[Recorded data]
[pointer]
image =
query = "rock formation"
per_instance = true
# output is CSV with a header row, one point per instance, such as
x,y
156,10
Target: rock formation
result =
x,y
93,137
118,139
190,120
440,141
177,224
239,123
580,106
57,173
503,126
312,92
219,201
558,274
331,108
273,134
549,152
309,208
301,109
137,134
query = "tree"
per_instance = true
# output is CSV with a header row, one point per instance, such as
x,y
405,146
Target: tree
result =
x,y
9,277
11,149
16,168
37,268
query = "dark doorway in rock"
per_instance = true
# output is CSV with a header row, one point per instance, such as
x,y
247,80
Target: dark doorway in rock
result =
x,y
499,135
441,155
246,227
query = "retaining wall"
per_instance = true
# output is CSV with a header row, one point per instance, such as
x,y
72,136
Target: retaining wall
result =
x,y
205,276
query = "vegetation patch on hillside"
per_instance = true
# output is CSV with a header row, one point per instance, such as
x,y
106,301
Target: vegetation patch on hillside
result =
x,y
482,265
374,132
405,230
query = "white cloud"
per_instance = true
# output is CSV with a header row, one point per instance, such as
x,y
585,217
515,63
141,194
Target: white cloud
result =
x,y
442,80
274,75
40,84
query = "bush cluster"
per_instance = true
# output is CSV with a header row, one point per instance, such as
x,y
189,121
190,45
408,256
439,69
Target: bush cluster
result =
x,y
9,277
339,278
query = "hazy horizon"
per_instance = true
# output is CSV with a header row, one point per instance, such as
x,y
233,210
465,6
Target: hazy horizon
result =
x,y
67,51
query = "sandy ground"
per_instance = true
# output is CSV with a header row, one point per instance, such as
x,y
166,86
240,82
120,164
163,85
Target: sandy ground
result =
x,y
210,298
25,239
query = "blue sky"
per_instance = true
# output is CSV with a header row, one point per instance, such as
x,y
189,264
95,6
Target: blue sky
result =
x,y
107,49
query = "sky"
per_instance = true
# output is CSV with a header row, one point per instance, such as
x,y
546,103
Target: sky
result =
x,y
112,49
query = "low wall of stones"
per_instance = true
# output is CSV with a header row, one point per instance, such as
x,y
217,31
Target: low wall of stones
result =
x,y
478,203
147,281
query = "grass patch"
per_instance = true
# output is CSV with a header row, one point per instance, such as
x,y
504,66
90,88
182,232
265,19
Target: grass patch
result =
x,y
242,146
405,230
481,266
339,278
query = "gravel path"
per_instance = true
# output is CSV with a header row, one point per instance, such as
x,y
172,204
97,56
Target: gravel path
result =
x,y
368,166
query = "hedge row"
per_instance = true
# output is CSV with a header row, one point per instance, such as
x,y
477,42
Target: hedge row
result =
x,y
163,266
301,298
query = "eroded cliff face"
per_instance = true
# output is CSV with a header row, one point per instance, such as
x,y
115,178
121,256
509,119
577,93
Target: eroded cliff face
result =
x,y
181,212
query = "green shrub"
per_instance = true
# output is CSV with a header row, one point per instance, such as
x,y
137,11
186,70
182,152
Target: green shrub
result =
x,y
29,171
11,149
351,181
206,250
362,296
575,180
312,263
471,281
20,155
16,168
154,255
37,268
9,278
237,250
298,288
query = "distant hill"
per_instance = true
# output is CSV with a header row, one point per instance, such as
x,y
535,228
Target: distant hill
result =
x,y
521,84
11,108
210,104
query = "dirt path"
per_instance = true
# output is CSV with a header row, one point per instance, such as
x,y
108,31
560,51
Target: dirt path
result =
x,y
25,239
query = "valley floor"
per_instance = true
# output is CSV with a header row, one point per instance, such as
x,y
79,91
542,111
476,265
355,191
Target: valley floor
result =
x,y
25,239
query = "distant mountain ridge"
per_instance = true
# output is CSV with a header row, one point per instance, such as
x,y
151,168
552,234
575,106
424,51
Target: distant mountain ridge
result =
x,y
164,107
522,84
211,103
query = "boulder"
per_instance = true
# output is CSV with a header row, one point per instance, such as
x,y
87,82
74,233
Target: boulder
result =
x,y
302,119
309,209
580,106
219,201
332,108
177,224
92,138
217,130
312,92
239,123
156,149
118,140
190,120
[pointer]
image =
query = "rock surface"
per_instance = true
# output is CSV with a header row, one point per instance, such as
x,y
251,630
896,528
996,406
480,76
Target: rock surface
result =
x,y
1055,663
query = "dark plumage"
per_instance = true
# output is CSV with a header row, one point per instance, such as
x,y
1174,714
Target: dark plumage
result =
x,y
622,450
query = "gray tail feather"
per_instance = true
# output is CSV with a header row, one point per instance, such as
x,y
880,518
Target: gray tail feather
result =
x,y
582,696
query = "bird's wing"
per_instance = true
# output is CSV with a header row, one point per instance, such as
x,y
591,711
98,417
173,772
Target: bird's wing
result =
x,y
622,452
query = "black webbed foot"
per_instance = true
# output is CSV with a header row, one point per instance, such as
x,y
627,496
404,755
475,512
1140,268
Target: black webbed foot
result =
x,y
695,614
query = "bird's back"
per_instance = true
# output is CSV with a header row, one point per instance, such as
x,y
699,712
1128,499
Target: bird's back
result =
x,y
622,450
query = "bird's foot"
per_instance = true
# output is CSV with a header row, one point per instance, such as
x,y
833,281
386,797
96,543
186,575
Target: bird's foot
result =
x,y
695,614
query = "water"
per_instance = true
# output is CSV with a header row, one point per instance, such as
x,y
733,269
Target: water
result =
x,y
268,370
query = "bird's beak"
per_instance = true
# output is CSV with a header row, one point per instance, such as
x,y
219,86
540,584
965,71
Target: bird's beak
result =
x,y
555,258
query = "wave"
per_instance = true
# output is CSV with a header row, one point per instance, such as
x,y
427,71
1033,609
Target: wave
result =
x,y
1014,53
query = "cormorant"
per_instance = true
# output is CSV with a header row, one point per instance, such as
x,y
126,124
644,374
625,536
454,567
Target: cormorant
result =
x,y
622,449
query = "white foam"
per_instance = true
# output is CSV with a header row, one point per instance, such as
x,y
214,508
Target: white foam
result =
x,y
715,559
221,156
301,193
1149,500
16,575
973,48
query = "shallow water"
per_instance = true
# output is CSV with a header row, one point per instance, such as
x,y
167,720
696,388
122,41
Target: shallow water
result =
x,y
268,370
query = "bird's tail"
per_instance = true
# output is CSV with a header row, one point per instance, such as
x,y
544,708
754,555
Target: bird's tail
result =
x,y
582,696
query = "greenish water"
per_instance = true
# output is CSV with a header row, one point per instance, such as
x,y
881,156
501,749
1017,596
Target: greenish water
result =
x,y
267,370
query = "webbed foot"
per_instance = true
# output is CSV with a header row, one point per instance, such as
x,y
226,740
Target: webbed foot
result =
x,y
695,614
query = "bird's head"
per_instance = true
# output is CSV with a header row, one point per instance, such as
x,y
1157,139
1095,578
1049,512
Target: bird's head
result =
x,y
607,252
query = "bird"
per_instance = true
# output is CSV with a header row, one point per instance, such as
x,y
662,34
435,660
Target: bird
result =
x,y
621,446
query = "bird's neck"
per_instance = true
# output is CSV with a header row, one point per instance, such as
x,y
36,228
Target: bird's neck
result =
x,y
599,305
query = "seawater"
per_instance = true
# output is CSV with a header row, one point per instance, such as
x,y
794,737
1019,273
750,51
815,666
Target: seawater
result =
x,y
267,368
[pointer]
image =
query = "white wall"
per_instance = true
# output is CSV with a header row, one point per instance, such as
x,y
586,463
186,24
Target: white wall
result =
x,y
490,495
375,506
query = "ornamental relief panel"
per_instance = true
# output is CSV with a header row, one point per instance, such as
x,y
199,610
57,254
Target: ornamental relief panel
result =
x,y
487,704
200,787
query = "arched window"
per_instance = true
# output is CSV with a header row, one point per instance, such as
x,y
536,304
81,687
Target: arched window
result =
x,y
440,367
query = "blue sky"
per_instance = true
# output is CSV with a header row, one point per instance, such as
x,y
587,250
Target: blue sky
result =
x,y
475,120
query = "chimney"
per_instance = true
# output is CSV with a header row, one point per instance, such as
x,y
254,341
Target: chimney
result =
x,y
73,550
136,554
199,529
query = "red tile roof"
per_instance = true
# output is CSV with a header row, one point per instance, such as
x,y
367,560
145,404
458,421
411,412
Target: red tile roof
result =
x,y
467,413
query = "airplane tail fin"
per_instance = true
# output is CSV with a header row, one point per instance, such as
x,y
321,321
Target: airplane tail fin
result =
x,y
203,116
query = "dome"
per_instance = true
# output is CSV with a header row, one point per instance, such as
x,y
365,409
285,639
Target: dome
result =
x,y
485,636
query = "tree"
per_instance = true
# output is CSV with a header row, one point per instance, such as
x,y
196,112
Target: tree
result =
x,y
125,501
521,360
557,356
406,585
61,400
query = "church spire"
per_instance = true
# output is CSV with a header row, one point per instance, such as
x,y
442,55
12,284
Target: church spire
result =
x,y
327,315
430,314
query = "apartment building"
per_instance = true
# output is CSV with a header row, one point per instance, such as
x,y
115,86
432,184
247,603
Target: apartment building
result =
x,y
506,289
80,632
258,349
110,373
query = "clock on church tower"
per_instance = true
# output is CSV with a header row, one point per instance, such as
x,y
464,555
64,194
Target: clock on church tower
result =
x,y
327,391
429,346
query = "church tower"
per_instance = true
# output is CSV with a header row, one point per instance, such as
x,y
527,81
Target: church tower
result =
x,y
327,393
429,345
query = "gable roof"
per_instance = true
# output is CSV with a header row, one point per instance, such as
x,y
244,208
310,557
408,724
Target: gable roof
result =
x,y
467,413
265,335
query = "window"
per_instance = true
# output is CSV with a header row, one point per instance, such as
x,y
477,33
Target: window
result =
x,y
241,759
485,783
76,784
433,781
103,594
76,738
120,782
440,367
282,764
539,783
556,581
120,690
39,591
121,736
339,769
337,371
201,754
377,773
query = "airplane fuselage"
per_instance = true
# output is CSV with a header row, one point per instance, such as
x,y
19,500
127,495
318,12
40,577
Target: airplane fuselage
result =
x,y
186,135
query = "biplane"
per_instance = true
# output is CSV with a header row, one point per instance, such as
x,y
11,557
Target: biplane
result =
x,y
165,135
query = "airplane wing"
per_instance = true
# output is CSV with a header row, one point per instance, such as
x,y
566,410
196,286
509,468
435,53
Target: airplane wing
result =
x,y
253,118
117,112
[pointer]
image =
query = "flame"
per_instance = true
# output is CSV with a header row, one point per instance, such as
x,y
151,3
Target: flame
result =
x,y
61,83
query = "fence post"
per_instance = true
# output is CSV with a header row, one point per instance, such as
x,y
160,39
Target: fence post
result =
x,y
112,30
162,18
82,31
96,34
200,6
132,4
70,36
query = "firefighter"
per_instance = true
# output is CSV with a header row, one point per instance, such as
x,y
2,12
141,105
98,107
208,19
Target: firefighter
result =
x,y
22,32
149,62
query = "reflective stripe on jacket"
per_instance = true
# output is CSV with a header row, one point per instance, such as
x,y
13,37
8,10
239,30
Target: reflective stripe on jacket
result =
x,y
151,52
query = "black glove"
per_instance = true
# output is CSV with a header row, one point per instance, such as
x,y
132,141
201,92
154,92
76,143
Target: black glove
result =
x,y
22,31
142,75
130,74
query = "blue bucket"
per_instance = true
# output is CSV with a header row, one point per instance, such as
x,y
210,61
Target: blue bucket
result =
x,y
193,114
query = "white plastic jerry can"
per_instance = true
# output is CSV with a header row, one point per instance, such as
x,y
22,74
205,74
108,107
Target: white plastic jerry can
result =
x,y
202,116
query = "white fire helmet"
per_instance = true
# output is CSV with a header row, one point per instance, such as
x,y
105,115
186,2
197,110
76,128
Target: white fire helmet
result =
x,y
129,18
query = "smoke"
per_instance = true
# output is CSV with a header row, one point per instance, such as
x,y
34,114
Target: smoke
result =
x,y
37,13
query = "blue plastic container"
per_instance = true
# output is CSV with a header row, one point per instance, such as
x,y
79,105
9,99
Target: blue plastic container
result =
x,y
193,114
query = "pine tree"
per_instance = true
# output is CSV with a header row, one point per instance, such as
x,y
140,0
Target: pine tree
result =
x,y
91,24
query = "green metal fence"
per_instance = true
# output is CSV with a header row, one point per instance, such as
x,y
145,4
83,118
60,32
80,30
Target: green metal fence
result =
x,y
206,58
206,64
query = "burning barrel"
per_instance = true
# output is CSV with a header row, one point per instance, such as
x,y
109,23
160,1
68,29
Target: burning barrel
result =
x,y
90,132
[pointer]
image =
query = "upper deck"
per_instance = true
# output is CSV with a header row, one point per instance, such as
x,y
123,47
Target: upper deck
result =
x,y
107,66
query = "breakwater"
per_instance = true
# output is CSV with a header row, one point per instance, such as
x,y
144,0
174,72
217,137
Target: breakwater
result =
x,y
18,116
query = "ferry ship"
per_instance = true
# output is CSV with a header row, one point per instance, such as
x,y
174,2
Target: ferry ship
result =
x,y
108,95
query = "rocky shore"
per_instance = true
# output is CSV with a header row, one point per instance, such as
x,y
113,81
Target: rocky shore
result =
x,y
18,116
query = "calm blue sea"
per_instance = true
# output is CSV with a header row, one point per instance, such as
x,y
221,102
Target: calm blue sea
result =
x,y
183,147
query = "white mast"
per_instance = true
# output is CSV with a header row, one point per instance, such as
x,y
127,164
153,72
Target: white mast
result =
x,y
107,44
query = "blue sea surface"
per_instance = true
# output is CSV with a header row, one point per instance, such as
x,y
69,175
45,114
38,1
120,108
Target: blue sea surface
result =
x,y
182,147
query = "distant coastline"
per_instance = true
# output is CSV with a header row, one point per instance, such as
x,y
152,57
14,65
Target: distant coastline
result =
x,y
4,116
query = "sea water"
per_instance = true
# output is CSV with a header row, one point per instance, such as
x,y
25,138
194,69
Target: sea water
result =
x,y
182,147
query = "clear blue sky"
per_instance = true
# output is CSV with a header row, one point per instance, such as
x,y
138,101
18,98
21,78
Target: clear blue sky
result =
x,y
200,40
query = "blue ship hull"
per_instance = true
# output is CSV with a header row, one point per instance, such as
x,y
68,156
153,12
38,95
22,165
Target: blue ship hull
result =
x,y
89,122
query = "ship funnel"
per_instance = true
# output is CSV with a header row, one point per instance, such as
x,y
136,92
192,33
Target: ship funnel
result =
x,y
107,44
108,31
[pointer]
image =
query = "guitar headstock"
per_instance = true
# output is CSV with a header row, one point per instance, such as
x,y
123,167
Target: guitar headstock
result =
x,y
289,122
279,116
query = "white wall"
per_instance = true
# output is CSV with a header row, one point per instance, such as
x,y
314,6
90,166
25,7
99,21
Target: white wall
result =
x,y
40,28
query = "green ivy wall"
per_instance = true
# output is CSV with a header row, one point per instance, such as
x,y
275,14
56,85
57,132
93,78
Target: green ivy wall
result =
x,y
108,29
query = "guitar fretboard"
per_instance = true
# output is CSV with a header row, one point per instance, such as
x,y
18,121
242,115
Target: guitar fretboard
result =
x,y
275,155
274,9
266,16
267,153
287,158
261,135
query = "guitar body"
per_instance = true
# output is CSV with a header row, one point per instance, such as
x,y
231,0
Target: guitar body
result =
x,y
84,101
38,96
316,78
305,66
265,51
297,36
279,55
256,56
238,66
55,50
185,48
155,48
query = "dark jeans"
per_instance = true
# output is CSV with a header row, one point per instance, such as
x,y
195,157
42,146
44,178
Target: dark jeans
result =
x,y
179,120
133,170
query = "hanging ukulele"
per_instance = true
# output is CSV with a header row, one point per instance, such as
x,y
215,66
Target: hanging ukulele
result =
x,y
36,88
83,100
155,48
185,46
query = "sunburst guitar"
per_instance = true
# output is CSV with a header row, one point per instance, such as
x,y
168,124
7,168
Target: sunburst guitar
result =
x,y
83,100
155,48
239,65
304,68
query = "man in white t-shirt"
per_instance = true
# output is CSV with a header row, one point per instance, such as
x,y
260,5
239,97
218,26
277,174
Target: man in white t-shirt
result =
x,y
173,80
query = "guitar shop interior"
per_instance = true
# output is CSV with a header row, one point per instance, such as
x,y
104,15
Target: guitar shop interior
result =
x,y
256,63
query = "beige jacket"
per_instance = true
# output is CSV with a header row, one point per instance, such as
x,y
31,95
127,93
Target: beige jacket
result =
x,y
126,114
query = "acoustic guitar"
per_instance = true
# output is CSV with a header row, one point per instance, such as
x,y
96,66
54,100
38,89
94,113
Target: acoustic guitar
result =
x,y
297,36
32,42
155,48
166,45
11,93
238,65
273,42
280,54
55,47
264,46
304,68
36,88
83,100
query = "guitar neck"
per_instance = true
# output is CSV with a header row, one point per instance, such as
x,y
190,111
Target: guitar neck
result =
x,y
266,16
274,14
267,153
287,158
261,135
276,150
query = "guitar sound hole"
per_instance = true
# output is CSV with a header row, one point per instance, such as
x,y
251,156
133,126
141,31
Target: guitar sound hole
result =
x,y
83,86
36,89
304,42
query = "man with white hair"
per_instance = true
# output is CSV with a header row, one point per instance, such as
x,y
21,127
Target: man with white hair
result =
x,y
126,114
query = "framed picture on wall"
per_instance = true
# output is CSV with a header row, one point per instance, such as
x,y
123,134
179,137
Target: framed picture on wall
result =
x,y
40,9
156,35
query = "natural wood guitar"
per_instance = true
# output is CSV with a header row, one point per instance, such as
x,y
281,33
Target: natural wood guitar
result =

▸ **TASK DESCRIPTION**: Locate every line in the recorded data above that contains the string "tower" and copy each one out. Case counts.

▸ **SOLUTION TO THIS TASK**:
query = "clock on church tower"
Target: clock on church tower
query = "church tower"
Target: church tower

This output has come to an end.